Activities ▸
(a) In the Cheers & Jeers editorial, which two firms proposed the oil shipping terminal at the Port of Vancouver?
(b) Condense the Cheers & Jeers editorial paragraph that begins "Cheers: To Panda Paws Rescue." into two or three sentences, keeping its main facts.
(c) Reproduce the passage of the Cheers & Jeers editorial starting at "Cheers: To Panda" and ending at "happy forever home.".

Excerpted passage ▸
In Our View: Cheers & Jeers

Think now to prevent oil spills later; don't shortchange Hanford cleanup



Cheers: To early consideration of the consequences of a possible environmental accident on the Columbia River. Recently two firms — Tesoro Corp. and Savage Companies — proposed to build and operate an oil shipping terminal on the river at the Port of Vancouver. Crude oil would be shipped by train from North Dakota to Vancouver, then loaded onto barges or ships to be sent to refineries. The proposal will have to be carefully vetted. But already the first meeting has been held on how to handle an oil spill emergency. The emergency response equipment could include an on-site trailer stocked with equipment to help distressed wildlife. As the proposal works its way through the planning process, including important details like this will help build confidence in the terminal and its operators.Jeers: To shortchanging treatment of polluted groundwater on the Hanford Nuclear Reservation. The environmental group Columbia Riverkeeper is warning that the ongoing federal budget reductions have caused the Department of Energy to cut half of the money necessary to reach cleanup milestones. The dimension of the pollution is immense: more than 1 million gallons of nuclear waste have leaked from underground storage tanks, contaminating more than 80 square miles of groundwater that flows toward the Columbia River.

Cheers: To Panda Paws Rescue. The Vancouver animal rescue group was in the spotlight this month for funding an emergency surgery for Cricket, a 1-year-old Queensland heeler/pit bull mix that was shot in the face at its previous home in Modesto, Calif. Alerted to the dog's needs, volunteers coordinated the dog's transport, the emergency surgery performed by Dr. Brandon Sherman and follow-up care at the home of Amanda Giese. Cricket may have some lifelong complications from her injuries, but can look forward to having a happy forever home.

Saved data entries
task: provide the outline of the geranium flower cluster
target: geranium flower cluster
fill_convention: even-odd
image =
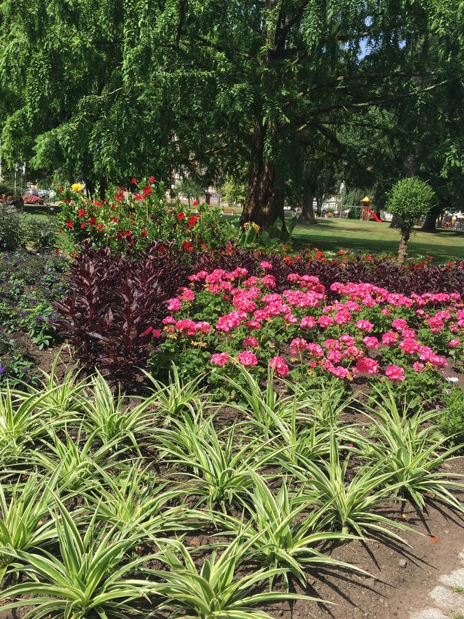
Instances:
[[[291,273],[276,292],[272,265],[200,271],[170,299],[166,342],[201,349],[212,367],[270,366],[282,377],[327,375],[401,383],[408,374],[443,371],[462,351],[464,305],[456,294],[390,292],[370,283]],[[329,300],[331,300],[330,302]]]

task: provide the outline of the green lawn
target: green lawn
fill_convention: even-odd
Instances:
[[[318,219],[316,226],[298,224],[294,234],[295,245],[310,246],[336,251],[342,248],[352,251],[397,253],[399,232],[387,223],[360,221],[359,219]],[[440,261],[464,259],[464,232],[417,230],[408,243],[410,256],[430,254]]]

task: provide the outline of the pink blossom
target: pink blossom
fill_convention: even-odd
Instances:
[[[182,307],[182,303],[178,298],[170,298],[166,303],[168,304],[168,310],[170,312],[177,312]]]
[[[356,323],[356,329],[360,329],[361,331],[367,331],[368,333],[371,333],[373,328],[374,325],[369,321],[357,321]]]
[[[253,336],[248,336],[248,337],[245,338],[242,342],[242,346],[243,348],[257,348],[258,340],[256,340],[256,338],[254,338]]]
[[[264,277],[261,278],[261,283],[267,288],[275,288],[276,278],[274,275],[265,275]]]
[[[333,319],[337,325],[345,325],[353,320],[353,316],[346,310],[340,310],[333,316]]]
[[[380,346],[380,342],[374,336],[366,336],[362,338],[362,341],[368,348],[379,348]]]
[[[181,292],[181,294],[178,295],[177,298],[187,301],[195,301],[195,294],[193,290],[190,290],[190,288],[186,288],[185,287],[179,288],[179,290]]]
[[[290,352],[296,356],[305,351],[308,347],[308,343],[304,338],[295,338],[290,342]]]
[[[347,333],[344,333],[342,336],[340,336],[339,339],[340,342],[343,342],[346,346],[354,346],[356,343],[356,340]]]
[[[405,338],[399,343],[399,347],[403,352],[412,355],[419,352],[421,347],[417,340],[414,340],[412,338]]]
[[[214,353],[214,355],[211,355],[210,362],[213,365],[219,365],[219,367],[223,367],[230,359],[230,357],[227,353]]]
[[[333,374],[334,376],[336,376],[338,378],[346,378],[350,376],[350,371],[346,368],[343,367],[342,365],[333,365],[331,363],[327,363],[325,366],[325,369],[328,372],[330,372],[331,374]]]
[[[404,369],[398,365],[388,365],[385,368],[385,376],[390,380],[404,380]]]
[[[243,352],[239,353],[237,359],[242,365],[258,365],[258,358],[254,353],[252,353],[249,350],[244,350]]]
[[[197,325],[191,320],[177,321],[175,327],[184,335],[193,336],[197,334]]]
[[[375,359],[364,357],[357,360],[355,368],[357,372],[362,374],[377,374],[379,371],[379,364]]]
[[[333,319],[329,316],[320,316],[318,318],[318,325],[322,328],[331,327],[333,324]]]
[[[313,327],[316,327],[316,318],[313,316],[305,316],[301,319],[301,322],[300,323],[300,326],[302,328],[306,327],[307,329],[312,329]]]
[[[390,344],[393,344],[398,339],[399,336],[397,333],[395,333],[394,331],[387,331],[386,333],[384,333],[382,336],[382,343],[388,346]]]
[[[306,349],[313,357],[323,357],[324,351],[320,344],[308,344]]]
[[[216,328],[219,331],[225,331],[228,333],[232,329],[240,327],[242,320],[245,318],[246,318],[246,314],[243,312],[231,312],[230,314],[219,316],[217,319]]]
[[[282,378],[285,378],[289,371],[283,357],[273,357],[269,362],[269,367],[273,367],[274,372]]]

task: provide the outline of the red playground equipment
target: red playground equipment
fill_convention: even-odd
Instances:
[[[377,217],[377,216],[375,215],[375,213],[374,213],[373,210],[371,210],[369,209],[368,213],[369,213],[369,215],[371,215],[371,217],[374,220],[374,221],[384,221],[383,219],[381,219],[380,217]]]
[[[381,219],[380,217],[375,215],[373,210],[371,210],[371,204],[372,200],[367,195],[361,200],[361,215],[360,219],[362,221],[368,221],[370,218],[372,217],[375,221],[383,221],[383,219]]]

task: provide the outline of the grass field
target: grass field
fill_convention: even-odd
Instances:
[[[316,226],[298,225],[294,237],[296,246],[310,246],[320,250],[397,253],[399,232],[388,223],[356,219],[318,219]],[[423,232],[419,230],[408,243],[410,256],[430,256],[440,261],[464,259],[464,232],[439,230]]]
[[[49,215],[30,213],[29,217],[45,219]],[[240,213],[227,215],[228,219],[236,219]],[[52,215],[53,217],[53,215]],[[396,254],[398,251],[399,232],[390,228],[388,223],[360,221],[359,219],[318,219],[316,226],[298,224],[294,232],[295,246],[309,246],[320,250],[337,251],[349,249],[353,252],[384,252]],[[423,232],[417,230],[408,243],[410,256],[433,256],[439,262],[447,260],[464,260],[464,232],[438,230]]]

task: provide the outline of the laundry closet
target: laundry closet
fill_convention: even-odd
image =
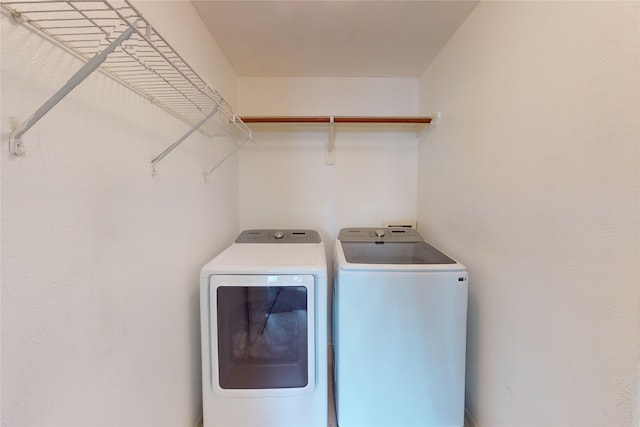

Exercise answers ▸
(a) Tesoro Corp. and Savage Companies.

(b) Panda Paws Rescue, a Vancouver animal rescue group, funded emergency surgery for Cricket, a 1-year-old Queensland heeler/pit bull mix that was shot in the face at its previous home in Modesto, Calif. Volunteers coordinated the dog's transport, the surgery by Dr. Brandon Sherman, and follow-up care at the home of Amanda Giese. Cricket may have lifelong complications but can look forward to a happy forever home.

(c)
Cheers: To Panda Paws Rescue. The Vancouver animal rescue group was in the spotlight this month for funding an emergency surgery for Cricket, a 1-year-old Queensland heeler/pit bull mix that was shot in the face at its previous home in Modesto, Calif. Alerted to the dog's needs, volunteers coordinated the dog's transport, the emergency surgery performed by Dr. Brandon Sherman and follow-up care at the home of Amanda Giese. Cricket may have some lifelong complications from her injuries, but can look forward to having a happy forever home.